**Listed entries**
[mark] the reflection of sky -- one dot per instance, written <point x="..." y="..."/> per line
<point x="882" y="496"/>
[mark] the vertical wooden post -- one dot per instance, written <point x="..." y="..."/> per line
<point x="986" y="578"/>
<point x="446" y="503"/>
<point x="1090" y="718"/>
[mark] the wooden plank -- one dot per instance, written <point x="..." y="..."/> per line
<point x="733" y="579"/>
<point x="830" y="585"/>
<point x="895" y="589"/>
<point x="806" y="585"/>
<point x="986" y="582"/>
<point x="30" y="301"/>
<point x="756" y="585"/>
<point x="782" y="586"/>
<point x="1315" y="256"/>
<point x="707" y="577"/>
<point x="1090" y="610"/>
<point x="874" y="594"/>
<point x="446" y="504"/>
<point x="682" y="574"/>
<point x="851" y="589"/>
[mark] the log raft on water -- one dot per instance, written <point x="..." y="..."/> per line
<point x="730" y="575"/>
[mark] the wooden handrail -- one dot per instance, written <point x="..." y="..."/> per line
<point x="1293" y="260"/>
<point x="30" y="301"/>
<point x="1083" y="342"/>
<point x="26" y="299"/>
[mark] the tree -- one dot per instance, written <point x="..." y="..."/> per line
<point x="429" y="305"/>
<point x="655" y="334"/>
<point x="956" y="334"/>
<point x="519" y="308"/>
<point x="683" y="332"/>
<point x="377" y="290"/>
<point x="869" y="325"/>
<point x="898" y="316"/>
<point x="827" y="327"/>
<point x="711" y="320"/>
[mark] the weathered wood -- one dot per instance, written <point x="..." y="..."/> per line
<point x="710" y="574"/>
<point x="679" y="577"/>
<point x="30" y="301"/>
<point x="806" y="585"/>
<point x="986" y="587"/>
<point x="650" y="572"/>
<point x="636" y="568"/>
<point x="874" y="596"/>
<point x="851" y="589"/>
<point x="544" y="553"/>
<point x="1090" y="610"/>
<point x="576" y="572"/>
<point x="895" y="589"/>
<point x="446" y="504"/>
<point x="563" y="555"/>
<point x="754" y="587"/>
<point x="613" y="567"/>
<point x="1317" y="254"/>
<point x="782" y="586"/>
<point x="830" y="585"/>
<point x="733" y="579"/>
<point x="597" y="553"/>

**Task instructions**
Exactly reproduce every record.

**Full solution**
[mark] the reflection of sky -- one dot per instance, written <point x="..." y="..."/> per line
<point x="882" y="496"/>
[mark] the vertical wooden post -- one dot per instance, written <point x="..." y="..."/> per line
<point x="986" y="578"/>
<point x="446" y="503"/>
<point x="1090" y="718"/>
[mark] the wooden plank -- one dot per instance, written <point x="..." y="..."/> per line
<point x="733" y="579"/>
<point x="830" y="585"/>
<point x="895" y="589"/>
<point x="806" y="585"/>
<point x="986" y="582"/>
<point x="30" y="301"/>
<point x="756" y="585"/>
<point x="782" y="586"/>
<point x="1315" y="256"/>
<point x="707" y="577"/>
<point x="1090" y="610"/>
<point x="874" y="594"/>
<point x="446" y="504"/>
<point x="682" y="574"/>
<point x="851" y="589"/>
[mark] the log raft on water -- one dot per instance, written <point x="..." y="..."/> per line
<point x="730" y="575"/>
[mark] the wooden handrail -- one dot per instance, written <point x="..." y="..."/> per line
<point x="1293" y="260"/>
<point x="30" y="301"/>
<point x="1083" y="342"/>
<point x="26" y="299"/>
[mark] the tree -- one dot per instance, written <point x="..." y="..."/> per line
<point x="429" y="305"/>
<point x="655" y="334"/>
<point x="956" y="334"/>
<point x="519" y="308"/>
<point x="683" y="332"/>
<point x="377" y="290"/>
<point x="869" y="325"/>
<point x="898" y="316"/>
<point x="827" y="327"/>
<point x="711" y="320"/>
[mark] the weathered wood -- one dot per instance, written <point x="..." y="..."/> per line
<point x="710" y="574"/>
<point x="679" y="577"/>
<point x="30" y="301"/>
<point x="806" y="585"/>
<point x="986" y="587"/>
<point x="650" y="572"/>
<point x="636" y="568"/>
<point x="874" y="596"/>
<point x="851" y="589"/>
<point x="544" y="553"/>
<point x="1090" y="610"/>
<point x="576" y="572"/>
<point x="895" y="589"/>
<point x="446" y="504"/>
<point x="563" y="555"/>
<point x="754" y="587"/>
<point x="613" y="567"/>
<point x="1317" y="254"/>
<point x="782" y="586"/>
<point x="830" y="585"/>
<point x="733" y="579"/>
<point x="597" y="553"/>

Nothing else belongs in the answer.